Exercise goal: Reproduce word for word the part of the MiniCPM5-1B deployment guide between "Deploy MiniCPM5-1B with" and "code, no trust_remote_code.", inclusive.

Text section:
>> start

Deploy MiniCPM5-1B with 🤗 Transformers
May 25, 2026 · View on GitHub
MiniCPM5-1B is a standard LlamaForCausalLM, so it loads directly via AutoModelForCausalLM — no custom modeling code, no trust_remote_code.
Install
pip install -U "transformers>=5.6,<6" "torch>=2.11" accelerate # latest (CUDA 13.x driver hosts)
# pip install -U "transformers==4.57.3" "torch==2.7.1" accelerate # fallback for CUDA 12.x driver hosts
GPU inference (bfloat16)
import torch
from transformers import AutoModelForCausalLM, AutoTokenizer
model_path = "openbmb/MiniCPM5-1B"
tokenizer = AutoTokenizer.from_pretrained(model_path)
model = AutoModelForCausalLM.from_pretrained(
model_path,
torch_dtype=torch.bfloat16,
device_map="auto",
).eval()
messages = [{"role": "user", "content": "用一句话解释什么是 GQA。"}]
inputs = tokenizer.apply_chat_template(
messages,
add_generation_prompt=True,
enable_thinking=True, # set False for fast / no-think mode
return_tensors="pt",
).to(model.device)

>> end

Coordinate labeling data

>> start

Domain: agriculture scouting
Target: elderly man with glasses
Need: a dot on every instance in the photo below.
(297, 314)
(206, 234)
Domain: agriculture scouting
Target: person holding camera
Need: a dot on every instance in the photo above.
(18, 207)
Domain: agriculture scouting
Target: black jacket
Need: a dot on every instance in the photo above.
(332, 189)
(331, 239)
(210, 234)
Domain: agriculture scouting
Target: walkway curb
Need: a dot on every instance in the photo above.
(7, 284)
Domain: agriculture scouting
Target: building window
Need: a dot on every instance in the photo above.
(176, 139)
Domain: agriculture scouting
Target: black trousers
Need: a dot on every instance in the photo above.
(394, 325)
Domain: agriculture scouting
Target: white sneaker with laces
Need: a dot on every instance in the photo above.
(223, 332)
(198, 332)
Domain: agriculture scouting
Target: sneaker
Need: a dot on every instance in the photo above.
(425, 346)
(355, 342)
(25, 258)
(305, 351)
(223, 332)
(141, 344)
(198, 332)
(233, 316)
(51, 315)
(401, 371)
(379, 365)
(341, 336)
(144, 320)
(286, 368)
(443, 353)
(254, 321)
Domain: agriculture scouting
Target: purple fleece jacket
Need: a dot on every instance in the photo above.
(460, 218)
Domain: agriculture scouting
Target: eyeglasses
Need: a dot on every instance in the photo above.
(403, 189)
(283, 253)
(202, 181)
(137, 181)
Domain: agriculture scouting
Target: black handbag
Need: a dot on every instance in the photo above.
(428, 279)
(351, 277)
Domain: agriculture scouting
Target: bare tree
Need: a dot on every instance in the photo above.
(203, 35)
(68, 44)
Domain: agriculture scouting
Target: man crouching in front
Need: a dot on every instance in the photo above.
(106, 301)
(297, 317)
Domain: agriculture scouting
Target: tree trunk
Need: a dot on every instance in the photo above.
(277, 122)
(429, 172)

>> end

Result:
Deploy MiniCPM5-1B with 🤗 Transformers
May 25, 2026 · View on GitHub
MiniCPM5-1B is a standard LlamaForCausalLM, so it loads directly via AutoModelForCausalLM — no custom modeling code, no trust_remote_code.